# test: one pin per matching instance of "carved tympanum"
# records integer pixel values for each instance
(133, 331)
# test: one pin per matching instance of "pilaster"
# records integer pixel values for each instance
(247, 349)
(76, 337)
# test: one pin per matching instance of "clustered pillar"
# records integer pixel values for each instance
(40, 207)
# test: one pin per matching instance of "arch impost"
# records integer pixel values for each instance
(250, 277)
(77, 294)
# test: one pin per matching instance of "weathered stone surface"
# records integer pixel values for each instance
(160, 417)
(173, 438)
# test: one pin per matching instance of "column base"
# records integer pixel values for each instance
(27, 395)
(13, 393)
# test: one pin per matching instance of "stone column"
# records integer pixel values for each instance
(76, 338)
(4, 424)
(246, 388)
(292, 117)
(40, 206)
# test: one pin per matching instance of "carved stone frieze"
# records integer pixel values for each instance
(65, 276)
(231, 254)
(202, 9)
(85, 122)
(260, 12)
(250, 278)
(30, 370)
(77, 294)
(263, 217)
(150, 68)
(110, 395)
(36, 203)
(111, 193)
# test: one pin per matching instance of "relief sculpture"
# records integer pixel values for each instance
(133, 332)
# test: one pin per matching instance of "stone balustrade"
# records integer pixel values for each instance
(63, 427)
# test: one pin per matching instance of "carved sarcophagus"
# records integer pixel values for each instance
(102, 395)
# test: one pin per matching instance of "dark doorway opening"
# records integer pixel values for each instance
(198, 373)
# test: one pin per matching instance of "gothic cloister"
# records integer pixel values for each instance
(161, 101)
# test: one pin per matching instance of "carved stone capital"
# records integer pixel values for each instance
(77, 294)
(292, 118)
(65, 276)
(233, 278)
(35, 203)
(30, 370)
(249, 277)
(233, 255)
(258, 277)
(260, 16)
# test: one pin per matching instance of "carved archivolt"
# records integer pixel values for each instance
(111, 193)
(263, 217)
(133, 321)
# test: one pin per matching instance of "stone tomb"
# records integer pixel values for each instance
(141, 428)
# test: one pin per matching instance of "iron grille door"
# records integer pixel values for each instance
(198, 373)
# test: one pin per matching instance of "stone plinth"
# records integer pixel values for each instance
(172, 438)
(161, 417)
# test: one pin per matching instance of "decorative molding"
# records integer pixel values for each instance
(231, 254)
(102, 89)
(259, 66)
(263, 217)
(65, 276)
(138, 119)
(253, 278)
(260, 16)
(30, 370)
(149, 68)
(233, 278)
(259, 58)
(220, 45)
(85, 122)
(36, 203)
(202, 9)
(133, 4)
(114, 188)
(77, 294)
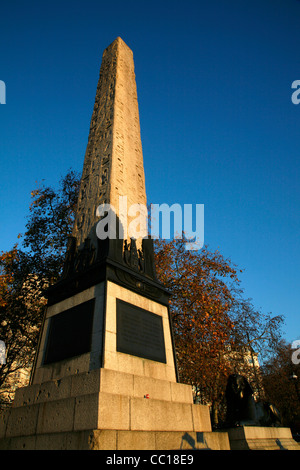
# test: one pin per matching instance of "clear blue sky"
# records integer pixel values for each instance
(218, 124)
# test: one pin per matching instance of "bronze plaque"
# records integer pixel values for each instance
(70, 333)
(140, 333)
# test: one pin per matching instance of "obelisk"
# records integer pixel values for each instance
(105, 375)
(113, 164)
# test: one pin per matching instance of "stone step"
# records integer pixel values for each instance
(104, 380)
(119, 440)
(105, 411)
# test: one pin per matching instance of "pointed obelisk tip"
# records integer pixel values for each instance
(118, 41)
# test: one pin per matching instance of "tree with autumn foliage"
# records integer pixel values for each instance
(214, 327)
(27, 271)
(281, 381)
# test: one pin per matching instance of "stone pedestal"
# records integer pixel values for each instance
(261, 438)
(108, 410)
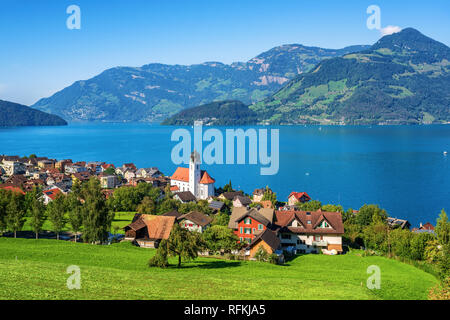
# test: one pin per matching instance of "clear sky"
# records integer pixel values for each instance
(39, 55)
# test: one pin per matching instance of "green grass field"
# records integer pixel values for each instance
(31, 269)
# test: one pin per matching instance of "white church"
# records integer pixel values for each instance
(192, 179)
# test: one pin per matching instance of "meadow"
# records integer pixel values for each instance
(36, 269)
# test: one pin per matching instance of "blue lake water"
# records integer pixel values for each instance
(401, 168)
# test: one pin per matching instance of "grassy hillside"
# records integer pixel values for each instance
(31, 269)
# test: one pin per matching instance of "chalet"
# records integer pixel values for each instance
(309, 232)
(106, 166)
(230, 195)
(148, 173)
(398, 223)
(12, 189)
(70, 169)
(267, 239)
(192, 179)
(50, 195)
(427, 227)
(251, 224)
(216, 206)
(148, 230)
(108, 181)
(184, 196)
(195, 221)
(46, 164)
(173, 213)
(295, 197)
(241, 201)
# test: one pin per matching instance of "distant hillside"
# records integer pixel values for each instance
(154, 92)
(13, 114)
(216, 113)
(404, 78)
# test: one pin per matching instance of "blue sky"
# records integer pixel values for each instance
(40, 56)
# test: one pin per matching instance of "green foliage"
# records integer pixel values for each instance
(56, 214)
(182, 244)
(366, 214)
(96, 216)
(36, 210)
(262, 254)
(129, 198)
(443, 228)
(147, 206)
(221, 219)
(15, 213)
(219, 238)
(120, 271)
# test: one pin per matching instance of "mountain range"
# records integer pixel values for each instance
(13, 114)
(154, 92)
(404, 78)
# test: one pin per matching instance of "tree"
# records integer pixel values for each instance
(181, 243)
(55, 212)
(15, 213)
(97, 218)
(220, 238)
(74, 213)
(442, 229)
(147, 206)
(365, 215)
(36, 211)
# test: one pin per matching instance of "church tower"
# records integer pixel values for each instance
(194, 173)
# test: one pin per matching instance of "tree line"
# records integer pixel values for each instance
(84, 209)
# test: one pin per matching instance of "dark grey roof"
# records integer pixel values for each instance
(253, 213)
(185, 196)
(244, 200)
(197, 217)
(268, 237)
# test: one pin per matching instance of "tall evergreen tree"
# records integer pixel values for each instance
(96, 217)
(36, 210)
(74, 213)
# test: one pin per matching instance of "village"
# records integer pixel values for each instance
(259, 221)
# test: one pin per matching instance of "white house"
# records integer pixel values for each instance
(192, 179)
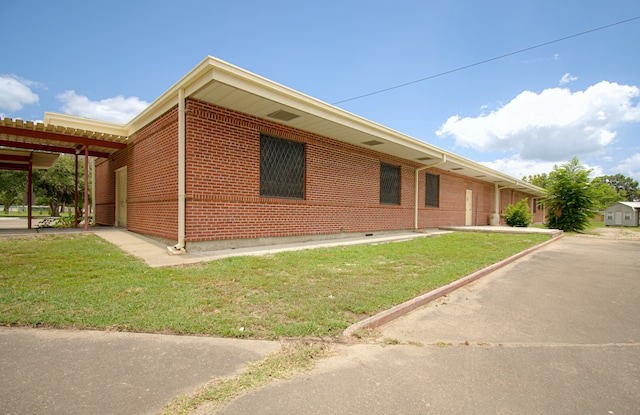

........

## DIRECTIONS FOR THIS TASK
Output each line of the records that contains the string "dark", treating case as significant.

## EXPECTED OUTPUT
# test: one pin per matching instance of "dark doorway opening"
# test: one pin per matching instance of "dark grey roof"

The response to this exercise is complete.